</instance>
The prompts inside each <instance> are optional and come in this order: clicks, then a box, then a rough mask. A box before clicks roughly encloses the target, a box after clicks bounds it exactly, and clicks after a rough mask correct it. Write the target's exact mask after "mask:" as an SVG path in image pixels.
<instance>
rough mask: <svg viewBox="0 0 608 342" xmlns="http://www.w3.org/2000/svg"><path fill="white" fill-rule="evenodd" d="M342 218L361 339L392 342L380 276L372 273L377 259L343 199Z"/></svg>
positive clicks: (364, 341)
·····
* What is expected *
Repeat the whole listing, keeping every word exactly as it is.

* Answer box *
</instance>
The prompts inside each <instance> are optional and come in this order: clicks, then a box, then a rough mask. A box before clicks roughly encloses the target, a box after clicks bounds it exactly, and clicks after a rough mask correct it. Write the target's exact mask after "mask:" as an SVG path in image pixels.
<instance>
rough mask: <svg viewBox="0 0 608 342" xmlns="http://www.w3.org/2000/svg"><path fill="white" fill-rule="evenodd" d="M342 218L361 339L392 342L380 276L372 273L377 259L343 199Z"/></svg>
positive clicks: (364, 341)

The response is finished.